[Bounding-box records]
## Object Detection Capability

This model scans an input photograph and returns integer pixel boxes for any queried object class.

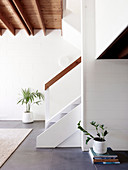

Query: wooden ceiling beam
[34,0,46,35]
[8,0,31,35]
[12,0,34,35]
[0,12,15,35]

• Your objective: Transcribe every line of the listing word for word, leaving out the pictures.

• Full answer:
## Object Detection Capability

This model scans an input photograph and returns integer pixel boxes for any queried object class.


Query: wooden ceiling beam
[34,0,46,35]
[8,0,31,35]
[12,0,34,35]
[0,12,15,35]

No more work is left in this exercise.